Source records:
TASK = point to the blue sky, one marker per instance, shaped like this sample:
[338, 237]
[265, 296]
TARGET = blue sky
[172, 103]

Task item: Your task is to print all of the records exactly.

Exercise answer:
TASK = point to the blue sky, one marker per instance, shaped like this sample:
[338, 237]
[265, 296]
TARGET = blue sky
[172, 103]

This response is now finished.